Edit the data from its first line through the line that contains "box: [887, 373, 929, 600]", replacing "clicks" with "points" everywhere and leaving all else unchanged. Give back only those lines, without the pictures.
[[ SOURCE MATERIAL open ]]
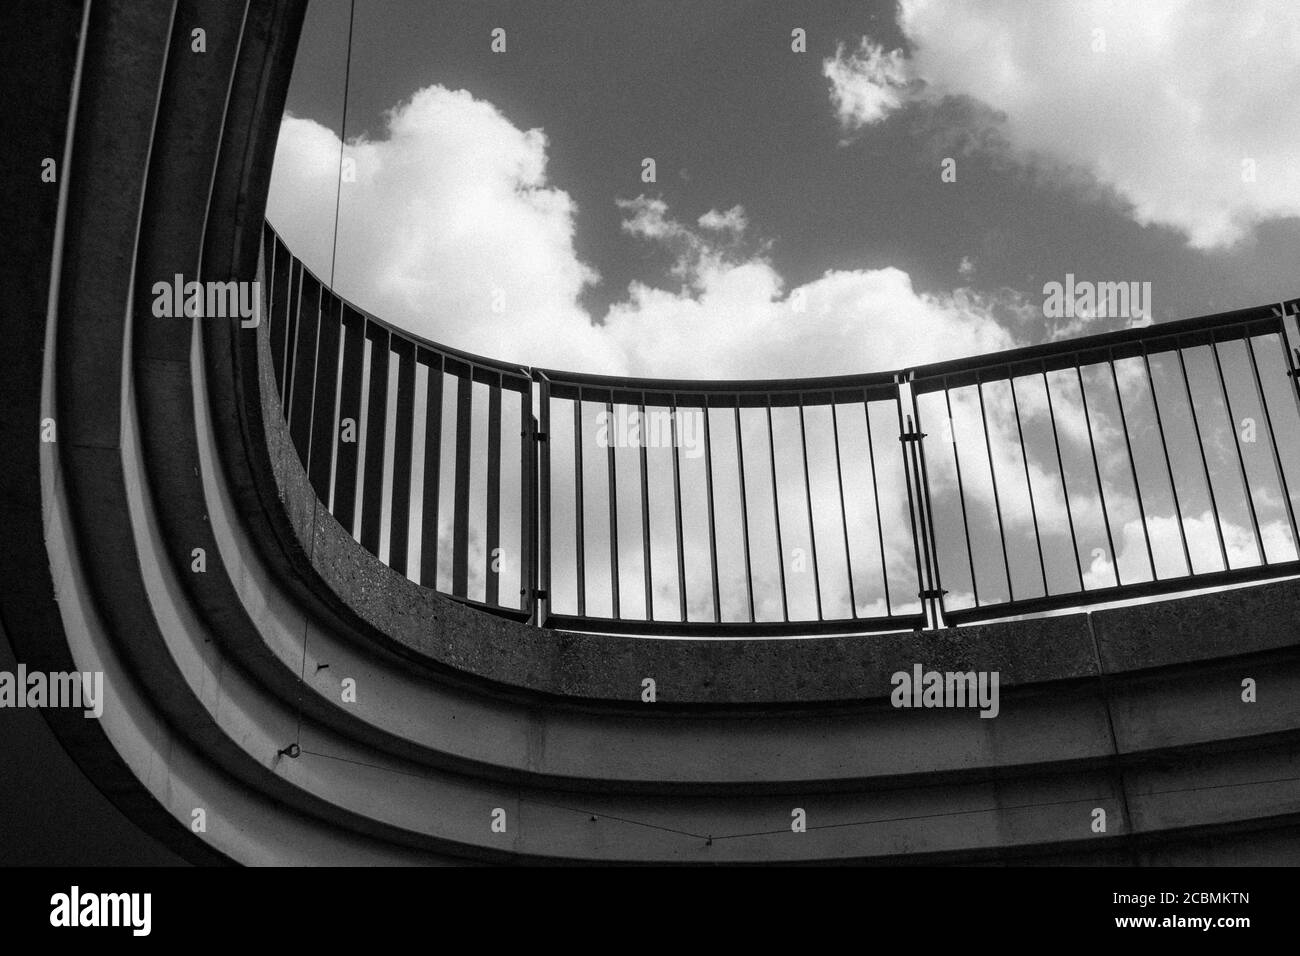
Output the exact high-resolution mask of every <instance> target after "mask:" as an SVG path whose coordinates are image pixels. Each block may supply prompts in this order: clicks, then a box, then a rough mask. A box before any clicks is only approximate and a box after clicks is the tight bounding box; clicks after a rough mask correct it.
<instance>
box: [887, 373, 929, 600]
mask: <svg viewBox="0 0 1300 956" xmlns="http://www.w3.org/2000/svg"><path fill="white" fill-rule="evenodd" d="M894 410H896V411H897V414H898V454H900V455H901V458H902V479H904V481H902V483H904V486H905V488H906V489H907V520H909V522H910V523H911V550H913V555H914V557H915V559H917V597H918V598H919V601H920V607H922V614H924V611H926V597H924V593H923V592H926V591H928V589H930V581H928V579H927V575H926V574H924V572H923V571H922V568H920V532H919V531H918V528H917V498H915V496H917V494H918V493H917V492H914V490H913V484H914V471H915V470H914V468H913V463H911V460H910V459H909V457H907V438H906V436H907V433H909V432H911V431H913V428H911V416H910V415H909V416H907V420H906V421H905V420H904V412H902V375H901V373H900V375H898V376H896V377H894ZM926 561H927V562H928V561H930V555H928V554H927V555H926Z"/></svg>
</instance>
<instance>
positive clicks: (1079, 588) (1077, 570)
mask: <svg viewBox="0 0 1300 956" xmlns="http://www.w3.org/2000/svg"><path fill="white" fill-rule="evenodd" d="M1039 364H1040V367H1041V371H1043V392H1044V394H1047V397H1048V421H1050V423H1052V444H1053V445H1054V446H1056V453H1057V468H1058V470H1060V471H1061V496H1062V497H1063V498H1065V518H1066V522H1067V523H1069V525H1070V546H1071V548H1073V549H1074V567H1075V571H1076V572H1078V575H1079V591H1083V561H1082V559H1080V558H1079V538H1078V536H1076V535H1075V531H1074V511H1073V509H1071V507H1070V488H1069V485H1067V483H1066V480H1065V459H1063V458H1062V457H1061V437H1060V436H1058V434H1057V428H1056V408H1054V406H1053V403H1052V382H1049V381H1048V365H1047V363H1045V362H1043V363H1039Z"/></svg>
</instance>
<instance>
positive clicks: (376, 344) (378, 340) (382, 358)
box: [361, 323, 389, 557]
mask: <svg viewBox="0 0 1300 956" xmlns="http://www.w3.org/2000/svg"><path fill="white" fill-rule="evenodd" d="M365 334H367V338H369V339H370V390H369V395H368V398H367V410H365V466H364V483H363V485H361V548H364V549H365V550H368V551H369V553H370V554H373V555H374V557H378V555H380V531H381V524H382V522H383V441H385V432H386V431H387V414H389V333H387V329H385V328H382V326H380V325H377V324H374V323H367V328H365Z"/></svg>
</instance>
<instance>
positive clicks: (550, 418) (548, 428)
mask: <svg viewBox="0 0 1300 956" xmlns="http://www.w3.org/2000/svg"><path fill="white" fill-rule="evenodd" d="M541 378H542V384H541V390H539V394H538V398H539V401H538V405H541V406H542V433H541V441H539V442H538V455H539V458H541V459H542V460H541V462H539V464H538V467H537V471H538V475H539V479H538V484H539V485H541V489H542V499H541V502H538V516H539V519H538V520H539V522H541V533H542V546H541V548H539V549H538V561H539V562H541V567H539V571H541V579H542V587H541V588H539V591H541V596H539V597H537V598H536V600H537V601H538V602H545V605H543V604H538V609H537V623H538V624H545V623H546V618H547V617H550V613H551V564H554V563H555V562H554V558H552V555H551V382H550V378H547V377H546V376H542V377H541Z"/></svg>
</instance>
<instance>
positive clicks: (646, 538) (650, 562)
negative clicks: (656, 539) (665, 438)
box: [637, 392, 654, 620]
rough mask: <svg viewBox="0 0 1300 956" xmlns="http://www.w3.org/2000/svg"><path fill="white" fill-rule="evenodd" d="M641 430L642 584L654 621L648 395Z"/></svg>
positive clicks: (645, 397) (647, 615) (648, 614)
mask: <svg viewBox="0 0 1300 956" xmlns="http://www.w3.org/2000/svg"><path fill="white" fill-rule="evenodd" d="M640 408H641V428H640V429H638V437H640V441H638V442H637V444H638V445H640V446H641V554H642V558H643V561H645V568H643V570H645V575H643V578H642V583H643V584H645V588H646V620H654V564H653V562H651V555H650V475H649V470H647V467H646V437H647V424H646V393H645V392H642V393H641V405H640Z"/></svg>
[[ SOURCE MATERIAL closed ]]
RESULT OF THE TASK:
Output the exact high-resolution mask of every <instance> target after "mask:" as an SVG path whose coordinates are image pixels. Each block may supply prompts in this order: points, then a box, then a rough mask. A box before any points is only approximate and a box after points is the tight bounding box; points after a rough mask correct it.
<instance>
box: [887, 373, 929, 600]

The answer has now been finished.